Render every record below as a two-column CSV with the columns instruction and output. Give one row per record, with its text in instruction and its answer in output, each in a single quoted field with line breaks replaced by spaces.
··· Data for processing
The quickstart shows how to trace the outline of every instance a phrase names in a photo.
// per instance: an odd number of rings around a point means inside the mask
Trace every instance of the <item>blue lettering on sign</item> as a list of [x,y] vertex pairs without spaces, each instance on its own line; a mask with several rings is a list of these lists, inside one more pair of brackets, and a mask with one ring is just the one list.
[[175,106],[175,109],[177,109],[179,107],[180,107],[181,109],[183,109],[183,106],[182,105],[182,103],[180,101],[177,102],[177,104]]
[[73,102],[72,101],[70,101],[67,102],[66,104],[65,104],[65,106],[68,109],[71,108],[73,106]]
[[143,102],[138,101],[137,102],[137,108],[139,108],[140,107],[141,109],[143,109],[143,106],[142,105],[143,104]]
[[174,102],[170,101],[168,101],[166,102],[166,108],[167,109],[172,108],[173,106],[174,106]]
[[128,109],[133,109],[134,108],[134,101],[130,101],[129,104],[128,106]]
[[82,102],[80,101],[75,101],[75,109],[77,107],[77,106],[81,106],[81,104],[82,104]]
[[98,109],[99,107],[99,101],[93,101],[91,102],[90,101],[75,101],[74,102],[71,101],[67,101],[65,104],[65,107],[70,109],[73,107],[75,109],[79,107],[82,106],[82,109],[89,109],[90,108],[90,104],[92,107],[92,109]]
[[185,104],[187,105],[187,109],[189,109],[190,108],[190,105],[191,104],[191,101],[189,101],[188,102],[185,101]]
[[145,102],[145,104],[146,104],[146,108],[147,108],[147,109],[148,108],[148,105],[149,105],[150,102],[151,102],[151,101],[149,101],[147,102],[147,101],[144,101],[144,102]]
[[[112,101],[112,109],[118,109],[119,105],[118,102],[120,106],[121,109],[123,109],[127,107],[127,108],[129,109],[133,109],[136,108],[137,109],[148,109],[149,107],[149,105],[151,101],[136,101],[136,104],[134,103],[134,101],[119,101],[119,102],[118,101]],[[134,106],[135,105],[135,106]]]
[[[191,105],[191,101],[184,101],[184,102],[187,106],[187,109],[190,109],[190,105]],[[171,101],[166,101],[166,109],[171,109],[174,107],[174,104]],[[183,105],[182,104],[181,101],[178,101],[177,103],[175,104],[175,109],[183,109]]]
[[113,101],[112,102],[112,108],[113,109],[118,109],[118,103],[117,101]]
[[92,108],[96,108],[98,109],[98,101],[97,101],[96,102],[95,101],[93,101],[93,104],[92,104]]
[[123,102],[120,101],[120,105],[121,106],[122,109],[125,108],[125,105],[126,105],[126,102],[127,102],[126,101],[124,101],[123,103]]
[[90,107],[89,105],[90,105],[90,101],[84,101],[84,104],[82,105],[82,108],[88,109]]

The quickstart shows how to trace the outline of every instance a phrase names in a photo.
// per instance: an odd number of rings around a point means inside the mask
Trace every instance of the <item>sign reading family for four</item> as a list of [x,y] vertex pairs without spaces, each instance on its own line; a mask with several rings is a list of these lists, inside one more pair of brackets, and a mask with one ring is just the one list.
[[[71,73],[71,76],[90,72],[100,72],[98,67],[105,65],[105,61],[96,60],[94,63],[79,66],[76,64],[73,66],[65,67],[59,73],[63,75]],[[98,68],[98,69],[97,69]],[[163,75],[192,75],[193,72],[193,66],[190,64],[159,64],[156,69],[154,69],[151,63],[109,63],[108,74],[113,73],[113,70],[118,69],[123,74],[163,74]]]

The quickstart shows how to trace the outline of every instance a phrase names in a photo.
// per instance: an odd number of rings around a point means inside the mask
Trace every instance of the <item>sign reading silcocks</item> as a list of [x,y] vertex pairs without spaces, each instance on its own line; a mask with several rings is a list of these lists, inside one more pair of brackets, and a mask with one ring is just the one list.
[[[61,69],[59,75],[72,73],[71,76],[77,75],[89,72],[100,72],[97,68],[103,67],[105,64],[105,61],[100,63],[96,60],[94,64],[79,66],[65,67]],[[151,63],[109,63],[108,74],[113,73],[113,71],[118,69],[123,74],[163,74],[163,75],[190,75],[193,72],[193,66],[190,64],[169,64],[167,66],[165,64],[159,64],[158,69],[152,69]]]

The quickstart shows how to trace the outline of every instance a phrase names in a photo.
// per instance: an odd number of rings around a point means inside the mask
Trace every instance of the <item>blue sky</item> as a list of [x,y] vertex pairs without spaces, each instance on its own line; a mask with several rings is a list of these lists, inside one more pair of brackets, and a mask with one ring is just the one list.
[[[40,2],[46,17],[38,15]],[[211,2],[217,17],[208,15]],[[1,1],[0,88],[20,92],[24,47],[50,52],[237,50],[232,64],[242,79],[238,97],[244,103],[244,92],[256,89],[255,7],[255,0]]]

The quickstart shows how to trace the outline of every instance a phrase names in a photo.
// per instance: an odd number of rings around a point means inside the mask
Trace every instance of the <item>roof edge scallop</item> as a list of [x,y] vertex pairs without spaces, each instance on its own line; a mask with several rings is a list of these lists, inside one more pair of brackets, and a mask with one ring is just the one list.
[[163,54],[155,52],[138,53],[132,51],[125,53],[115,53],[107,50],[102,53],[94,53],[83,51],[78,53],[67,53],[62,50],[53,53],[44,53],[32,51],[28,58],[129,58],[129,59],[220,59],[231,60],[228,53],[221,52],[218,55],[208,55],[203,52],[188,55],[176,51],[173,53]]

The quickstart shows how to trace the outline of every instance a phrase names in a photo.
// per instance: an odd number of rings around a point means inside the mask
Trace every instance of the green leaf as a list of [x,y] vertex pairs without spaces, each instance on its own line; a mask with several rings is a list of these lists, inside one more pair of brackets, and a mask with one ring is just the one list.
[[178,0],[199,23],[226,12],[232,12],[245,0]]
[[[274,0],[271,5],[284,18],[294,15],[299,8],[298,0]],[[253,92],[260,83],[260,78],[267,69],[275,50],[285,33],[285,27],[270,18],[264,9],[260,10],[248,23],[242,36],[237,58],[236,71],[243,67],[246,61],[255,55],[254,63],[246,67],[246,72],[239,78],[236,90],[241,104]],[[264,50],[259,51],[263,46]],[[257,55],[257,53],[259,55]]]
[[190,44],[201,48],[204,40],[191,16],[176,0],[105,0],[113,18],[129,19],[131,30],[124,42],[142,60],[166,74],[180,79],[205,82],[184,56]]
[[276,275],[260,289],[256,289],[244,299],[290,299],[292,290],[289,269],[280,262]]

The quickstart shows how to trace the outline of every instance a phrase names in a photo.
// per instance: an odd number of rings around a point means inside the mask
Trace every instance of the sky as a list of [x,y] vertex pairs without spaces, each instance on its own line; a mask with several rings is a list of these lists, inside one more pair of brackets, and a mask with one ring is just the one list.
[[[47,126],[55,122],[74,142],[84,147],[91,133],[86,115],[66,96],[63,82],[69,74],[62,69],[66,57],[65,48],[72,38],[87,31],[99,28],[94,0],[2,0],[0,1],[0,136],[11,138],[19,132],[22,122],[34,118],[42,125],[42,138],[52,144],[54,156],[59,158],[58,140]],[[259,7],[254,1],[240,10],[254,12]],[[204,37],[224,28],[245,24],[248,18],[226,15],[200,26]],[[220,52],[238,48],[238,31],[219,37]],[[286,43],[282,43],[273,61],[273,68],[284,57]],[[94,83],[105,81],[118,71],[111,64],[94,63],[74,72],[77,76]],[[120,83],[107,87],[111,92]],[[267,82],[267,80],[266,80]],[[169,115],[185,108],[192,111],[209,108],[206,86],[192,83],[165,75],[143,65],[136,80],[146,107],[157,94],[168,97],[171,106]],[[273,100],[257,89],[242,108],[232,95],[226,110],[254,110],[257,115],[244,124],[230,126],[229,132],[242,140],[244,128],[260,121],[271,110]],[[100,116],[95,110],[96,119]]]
······
» **Reply**:
instruction,output
"The quickstart shows how to trace the outline of every instance a phrase names in a photo. // per instance: an odd number of rings around a point means inside the mask Trace every instance of the <item>blue lettering on sign</item> as a list of [x,y] vertex pairs without spaces, each instance on its own line; a mask with several rings is a list of these lists, inside one more pair of brackets, and a mask with one ring is just the one list.","[[175,106],[175,109],[177,109],[179,107],[180,107],[181,109],[183,109],[183,106],[182,105],[182,103],[180,101],[177,102],[177,104]] [[73,102],[72,101],[70,101],[67,102],[66,104],[65,104],[65,106],[68,109],[71,108],[73,106]] [[143,102],[138,101],[137,102],[137,108],[139,108],[140,107],[141,109],[143,109],[143,106],[142,105],[143,104]] [[174,102],[170,101],[168,101],[166,102],[166,108],[167,109],[172,108],[173,106],[174,106]] [[128,109],[133,109],[134,108],[134,101],[130,101],[129,104],[128,106]] [[82,102],[80,101],[75,101],[75,109],[77,107],[77,106],[81,106],[81,104],[82,104]] [[98,109],[99,107],[99,101],[93,101],[91,102],[90,101],[75,101],[74,102],[71,101],[67,101],[65,104],[65,107],[70,109],[73,107],[75,109],[79,107],[82,106],[82,109],[89,109],[90,108],[90,104],[92,107],[92,109]] [[185,104],[187,105],[187,109],[189,109],[190,108],[190,105],[191,104],[191,101],[189,101],[188,102],[185,101]] [[145,102],[145,104],[146,104],[146,108],[147,108],[147,109],[148,108],[148,105],[149,105],[150,102],[151,102],[151,101],[149,101],[147,102],[147,101],[144,101],[144,102]] [[[112,101],[112,109],[118,109],[119,105],[118,102],[120,106],[121,109],[123,109],[127,107],[127,108],[129,109],[133,109],[136,108],[137,109],[148,109],[149,107],[149,105],[151,101],[136,101],[136,104],[134,103],[134,101],[119,101],[119,102],[118,101]],[[134,106],[135,105],[135,106]]] [[[191,105],[191,101],[184,101],[184,102],[187,106],[187,109],[190,109],[190,105]],[[171,101],[166,101],[166,109],[171,109],[174,107],[174,104]],[[183,105],[182,104],[181,101],[178,101],[177,103],[175,104],[175,109],[183,109]]] [[113,101],[112,102],[112,108],[113,109],[118,109],[118,103],[117,101]] [[92,108],[96,108],[98,109],[98,101],[97,101],[96,102],[95,101],[93,101],[93,104],[92,104]] [[123,102],[120,101],[120,105],[121,106],[122,109],[125,108],[125,105],[126,105],[126,102],[127,102],[126,101],[124,101],[123,103]] [[90,107],[89,105],[90,105],[90,101],[84,101],[84,104],[82,105],[82,108],[88,109]]"
"The quickstart shows how to trace the outline of every instance a phrase names in a photo. // per instance: an odd number of rings around a point means inside the mask Trace every instance of the <item>sign reading family for four</item> as a list of [x,y] vertex pairs without spaces, each instance on its own line; a mask with several rings is a list of these lists, inside one more pair of brackets, and a mask with one ring is just the one list.","[[[71,73],[71,76],[90,72],[100,72],[98,67],[105,65],[105,61],[96,60],[94,63],[79,66],[76,64],[73,66],[65,67],[59,73],[63,75]],[[98,68],[98,69],[97,69]],[[163,75],[192,75],[193,72],[193,66],[190,64],[159,64],[156,69],[154,69],[151,63],[109,63],[108,74],[113,73],[113,70],[118,69],[123,74],[163,74]]]"
"The quickstart shows how to trace the outline of every instance a phrase names in a photo. // per instance: an odd number of rings around a point means inside the mask Trace every instance of the <item>sign reading silcocks</item> as a list of [x,y] vertex pairs without spaces, each instance on its own line; a mask with several rings is a list of these lists, inside one more pair of brackets, and a mask with one ring is just the one list.","[[[61,69],[59,75],[72,73],[71,76],[77,75],[89,72],[100,72],[97,68],[103,67],[105,64],[105,61],[100,63],[96,60],[94,64],[79,66],[65,67]],[[151,63],[109,63],[108,74],[113,73],[113,71],[118,69],[123,74],[163,74],[163,75],[190,75],[193,72],[193,66],[190,64],[169,64],[167,66],[165,64],[159,64],[158,69],[152,69]]]"
"The quickstart shows how to trace the outline of every instance a phrase names in a photo. // per instance: an odd number of rings around a point means inside the mask Trace every instance of the <item>blue sky</item> as a list of [x,y] vertex pairs without spaces, each instance on its own line; a mask with several rings is a list of these lists, inside one more pair of brackets, and a mask with one ring is just the one list.","[[[40,2],[46,17],[38,15]],[[211,2],[217,17],[208,15]],[[1,1],[0,88],[20,92],[24,47],[50,52],[237,50],[232,64],[242,79],[238,97],[244,103],[244,92],[256,89],[255,7],[255,0]]]"
"The quickstart shows how to trace the outline of every instance a phrase names in a photo. // per instance: an odd number of rings around a point means inside the mask Trace every instance of the <item>roof edge scallop</item> as a list of [x,y] vertex pairs without spaces, each instance on its own line; a mask with several rings is a list of these lists, inside one more pair of brackets, and a mask with one ring is just the one list.","[[163,54],[155,52],[138,53],[132,51],[125,53],[115,53],[107,50],[102,53],[94,53],[83,51],[78,53],[67,53],[62,50],[53,53],[44,53],[32,51],[28,58],[129,58],[129,59],[220,59],[231,60],[228,53],[221,52],[218,55],[208,55],[203,52],[188,55],[176,51],[173,53]]"
"The quickstart shows how to trace the outline of every instance a phrase names in a photo. // per instance: an odd number of rings around a point means inside the mask Trace every instance of the green leaf as a list of [x,y] vertex pairs without spaces, each instance on its own line; a mask with several rings is a list of these lists, inside one more pair of brackets, and a mask with one ring is just the one list.","[[178,0],[199,23],[226,12],[232,12],[245,0]] [[[274,0],[271,5],[284,18],[294,15],[299,8],[298,0]],[[253,92],[260,83],[260,78],[267,69],[275,50],[285,33],[285,27],[270,18],[264,9],[260,10],[248,23],[242,36],[237,58],[236,71],[243,67],[246,61],[255,55],[254,63],[246,67],[246,72],[239,78],[236,90],[241,104]],[[264,50],[259,51],[263,46]],[[257,55],[257,53],[259,55]]] [[190,44],[201,48],[204,40],[191,16],[176,0],[105,0],[113,18],[129,19],[131,30],[124,42],[142,60],[166,74],[180,79],[205,82],[184,56]] [[276,275],[260,289],[256,289],[244,299],[290,299],[292,290],[289,269],[280,262]]"
"The quickstart shows how to trace the outline of every instance a phrase names in a photo. // per instance: an odd number of rings around a point means inside the mask Trace every instance of the sky as a list of [x,y] vertex pairs without spaces, each instance on its own line; a mask with several rings is a list of these lists, inside one more pair of brackets, and a mask with one ring is just the one list.","[[[47,126],[55,122],[74,142],[84,147],[91,133],[86,115],[66,96],[63,82],[69,74],[62,69],[66,57],[65,48],[72,38],[87,31],[99,28],[94,0],[2,0],[0,1],[0,136],[11,138],[19,132],[22,122],[34,118],[42,125],[42,138],[52,144],[54,156],[59,158],[58,140]],[[259,7],[254,1],[240,10],[254,12]],[[204,37],[224,28],[245,24],[248,18],[226,15],[200,26]],[[220,52],[238,48],[238,31],[219,37]],[[286,43],[282,43],[273,61],[273,68],[284,57]],[[94,83],[105,81],[118,71],[111,64],[94,63],[74,72],[77,76]],[[120,83],[107,87],[111,92]],[[267,82],[267,80],[266,80]],[[169,115],[185,108],[192,111],[209,108],[206,86],[192,83],[165,75],[143,65],[136,80],[146,107],[157,94],[168,97],[171,106]],[[273,100],[257,89],[242,108],[232,95],[226,110],[254,110],[257,115],[244,124],[230,126],[229,132],[242,140],[244,128],[260,121],[271,110]],[[100,116],[95,110],[96,119]]]"